* _Data records_

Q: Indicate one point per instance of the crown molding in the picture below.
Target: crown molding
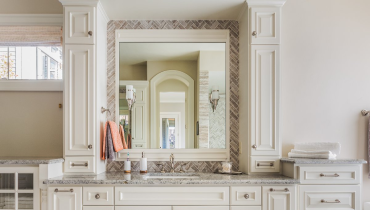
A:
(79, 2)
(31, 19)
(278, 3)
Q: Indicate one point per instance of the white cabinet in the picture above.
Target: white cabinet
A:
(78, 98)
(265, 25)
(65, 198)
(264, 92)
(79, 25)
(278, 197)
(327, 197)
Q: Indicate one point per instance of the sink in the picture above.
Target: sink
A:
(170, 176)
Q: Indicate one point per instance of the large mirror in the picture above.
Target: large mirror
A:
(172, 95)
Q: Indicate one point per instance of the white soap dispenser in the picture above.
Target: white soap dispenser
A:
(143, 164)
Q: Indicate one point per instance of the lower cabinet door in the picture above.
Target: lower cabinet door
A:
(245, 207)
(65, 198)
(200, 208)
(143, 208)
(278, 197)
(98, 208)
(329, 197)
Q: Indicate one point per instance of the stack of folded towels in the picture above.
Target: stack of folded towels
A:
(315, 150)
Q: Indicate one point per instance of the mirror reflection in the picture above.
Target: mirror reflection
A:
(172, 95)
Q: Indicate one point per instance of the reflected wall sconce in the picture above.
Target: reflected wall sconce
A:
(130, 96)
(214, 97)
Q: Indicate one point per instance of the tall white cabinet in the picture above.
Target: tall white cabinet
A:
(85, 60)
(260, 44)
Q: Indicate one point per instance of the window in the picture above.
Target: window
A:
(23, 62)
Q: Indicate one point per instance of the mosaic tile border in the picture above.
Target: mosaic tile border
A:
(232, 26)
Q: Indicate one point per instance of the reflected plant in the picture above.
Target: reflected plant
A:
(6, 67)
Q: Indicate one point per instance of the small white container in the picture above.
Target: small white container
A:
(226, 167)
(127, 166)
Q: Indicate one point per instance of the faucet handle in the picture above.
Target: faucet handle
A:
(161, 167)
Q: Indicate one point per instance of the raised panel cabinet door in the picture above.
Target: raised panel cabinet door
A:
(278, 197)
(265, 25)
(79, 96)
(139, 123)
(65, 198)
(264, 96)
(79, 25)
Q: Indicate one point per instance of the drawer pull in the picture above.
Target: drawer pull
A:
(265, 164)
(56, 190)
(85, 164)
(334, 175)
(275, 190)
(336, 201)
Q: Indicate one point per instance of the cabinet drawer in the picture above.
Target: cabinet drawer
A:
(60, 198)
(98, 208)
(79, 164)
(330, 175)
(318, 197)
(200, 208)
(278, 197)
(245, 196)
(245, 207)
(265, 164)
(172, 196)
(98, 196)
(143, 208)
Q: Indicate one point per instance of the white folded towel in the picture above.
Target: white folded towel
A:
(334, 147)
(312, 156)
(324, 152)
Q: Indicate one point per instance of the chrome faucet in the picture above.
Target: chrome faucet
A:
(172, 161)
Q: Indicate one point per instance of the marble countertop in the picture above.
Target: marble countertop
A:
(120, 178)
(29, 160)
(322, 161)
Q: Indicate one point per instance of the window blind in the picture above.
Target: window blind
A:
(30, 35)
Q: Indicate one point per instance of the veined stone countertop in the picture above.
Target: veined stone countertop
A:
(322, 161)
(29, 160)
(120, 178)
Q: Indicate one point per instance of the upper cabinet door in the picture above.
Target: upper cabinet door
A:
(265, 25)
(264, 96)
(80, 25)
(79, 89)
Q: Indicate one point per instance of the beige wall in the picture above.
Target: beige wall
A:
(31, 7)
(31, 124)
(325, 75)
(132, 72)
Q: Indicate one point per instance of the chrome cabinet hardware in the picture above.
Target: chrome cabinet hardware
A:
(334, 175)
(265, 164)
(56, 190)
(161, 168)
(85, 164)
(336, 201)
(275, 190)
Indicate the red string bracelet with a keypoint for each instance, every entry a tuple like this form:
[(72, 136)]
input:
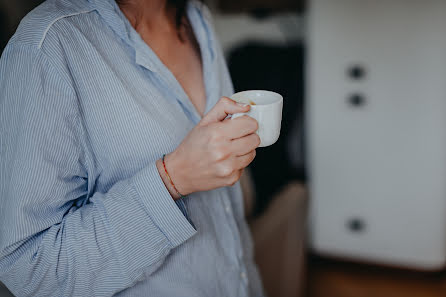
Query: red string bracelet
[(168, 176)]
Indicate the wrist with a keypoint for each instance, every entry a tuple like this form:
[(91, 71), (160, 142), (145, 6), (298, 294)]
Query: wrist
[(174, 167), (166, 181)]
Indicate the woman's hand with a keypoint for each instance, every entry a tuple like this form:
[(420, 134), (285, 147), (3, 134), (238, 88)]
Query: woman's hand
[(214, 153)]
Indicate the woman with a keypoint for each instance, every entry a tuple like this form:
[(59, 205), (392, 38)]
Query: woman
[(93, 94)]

* _Work instructions_
Convert all of the lines above into a JSON list of strings, one string per line, leaving out blank lines and the pictures.

* _The response_
[
  "Q: Indicate one point per instance of the crown molding in the picture below.",
  "Target: crown molding",
  "A:",
  "(79, 2)",
  "(31, 19)",
  "(278, 3)",
  "Q: Indicate one point per instance of the white cabinet in the picture above.",
  "Target: white cabinet",
  "A:",
  "(78, 98)",
  "(265, 25)",
  "(65, 198)",
  "(264, 92)",
  "(79, 25)",
  "(278, 197)",
  "(327, 197)",
  "Q: Indicate one point per instance of the sink in the picture above.",
  "Target: sink",
  "A:",
  "(170, 176)",
  "Q: Indicate one point per instance of the large mirror in the picture above.",
  "Target: large mirror",
  "A:",
  "(172, 95)",
  "Q: Indicate one point per instance of the white soap dispenser in the picture above.",
  "Target: white soap dispenser",
  "A:",
  "(143, 164)",
  "Q: Indicate one point per instance of the lower cabinet door in the picture above.",
  "Target: lower cabinet door",
  "A:",
  "(245, 207)",
  "(65, 198)",
  "(200, 208)",
  "(143, 208)",
  "(278, 197)",
  "(98, 208)",
  "(329, 197)",
  "Q: Indicate one point per instance of the stack of folded towels in the picture above.",
  "Target: stack of folded towels",
  "A:",
  "(315, 150)",
  "Q: Indicate one point per instance of the mirror reflection in the picture above.",
  "Target: mirror reflection",
  "A:",
  "(172, 95)",
  "Q: Indicate one point per instance of the reflected wall sconce in the picture above.",
  "Target: reflected wall sconce",
  "A:",
  "(130, 96)",
  "(214, 97)",
  "Q: Indicate one point per instance of the tall white cabinet in the picture above.",
  "Target: tall white cabinet",
  "A:",
  "(85, 60)",
  "(260, 44)",
  "Q: Indicate one point per instance of the window in the picture above.",
  "Target: window",
  "A:",
  "(23, 62)",
  "Q: Indicate one point per instance of the mosaic tile border in the picture above.",
  "Target: mosaic tile border",
  "A:",
  "(232, 26)",
  "Q: Indicate one point per instance of the reflected plant in the picture above.",
  "Target: reflected plant",
  "A:",
  "(6, 67)",
  "Q: Indicate one point per instance of the small white container in the picture above.",
  "Target: small white container",
  "A:",
  "(226, 167)",
  "(127, 166)",
  "Q: Indicate one point per instance of the faucet handle in the picture above.",
  "Target: faucet handle",
  "A:",
  "(161, 167)",
  "Q: Indicate one point per instance of the raised panel cabinet door in the picture above.",
  "Target: raised panel cabinet door",
  "A:",
  "(278, 197)",
  "(265, 25)",
  "(79, 96)",
  "(139, 123)",
  "(65, 198)",
  "(264, 96)",
  "(79, 25)",
  "Q: Indicate one point per instance of the drawer pull in the picture above.",
  "Target: drawer pull",
  "A:",
  "(265, 164)",
  "(56, 190)",
  "(85, 164)",
  "(334, 175)",
  "(275, 190)",
  "(336, 201)",
  "Q: Indicate one point per instance of the cabinet drawer in the picture above.",
  "Target: cabinet drawer",
  "A:",
  "(60, 198)",
  "(98, 208)",
  "(79, 164)",
  "(330, 175)",
  "(318, 197)",
  "(200, 208)",
  "(278, 197)",
  "(245, 196)",
  "(245, 207)",
  "(265, 164)",
  "(172, 196)",
  "(98, 196)",
  "(143, 208)",
  "Q: Indicate one point per instance of the white folded towel in the picture above.",
  "Target: white folded towel",
  "A:",
  "(334, 147)",
  "(312, 156)",
  "(324, 152)",
  "Q: Indicate one point per instance of the chrome faucet in the picture above.",
  "Target: chrome faucet",
  "A:",
  "(172, 161)",
  "Q: Indicate one point per instance of the marble countertop in the picture above.",
  "Target: marble countertop",
  "A:",
  "(120, 178)",
  "(29, 160)",
  "(322, 161)",
  "Q: Indicate one point per instance of the window blind in the picture above.",
  "Target: window blind",
  "A:",
  "(30, 35)",
  "Q: Indicate one point per instance of the veined stone countertop in the picture above.",
  "Target: veined stone countertop",
  "A:",
  "(322, 161)",
  "(29, 160)",
  "(120, 178)",
  "Q: Indicate one point per instance of the upper cabinet door in the picture above.",
  "Target: upper cabinet door",
  "A:",
  "(265, 25)",
  "(264, 96)",
  "(80, 25)",
  "(79, 89)",
  "Q: Indicate one point per instance of the beige wall in the picture above.",
  "Target: beige wall",
  "A:",
  "(31, 7)",
  "(31, 124)",
  "(325, 75)",
  "(132, 72)",
  "Q: Indicate one point per instance of the chrome cabinet hardware in the picture above.",
  "Target: chrome cabinet hardware",
  "A:",
  "(334, 175)",
  "(265, 164)",
  "(56, 190)",
  "(161, 168)",
  "(85, 164)",
  "(336, 201)",
  "(275, 190)",
  "Indicate the red string bracelet with a keypoint for each instance, every entry a tuple like this form:",
  "[(72, 136)]",
  "input:",
  "Query: red string bracelet",
  "[(168, 176)]",
  "Indicate the wrist with a keypoint for each instance, every entry a tuple like this form:",
  "[(91, 71), (160, 142), (145, 6), (298, 294)]",
  "Query: wrist",
  "[(174, 167), (166, 181)]",
  "Indicate the woman's hand with a keypoint for each instance, every entry a tuple like this form:",
  "[(420, 134), (285, 147), (3, 134), (238, 88)]",
  "Query: woman's hand",
  "[(214, 153)]",
  "Indicate the woman with a keypoint for each instance, every entry a tuple like this form:",
  "[(59, 205), (392, 38)]",
  "Query: woman",
  "[(93, 94)]"
]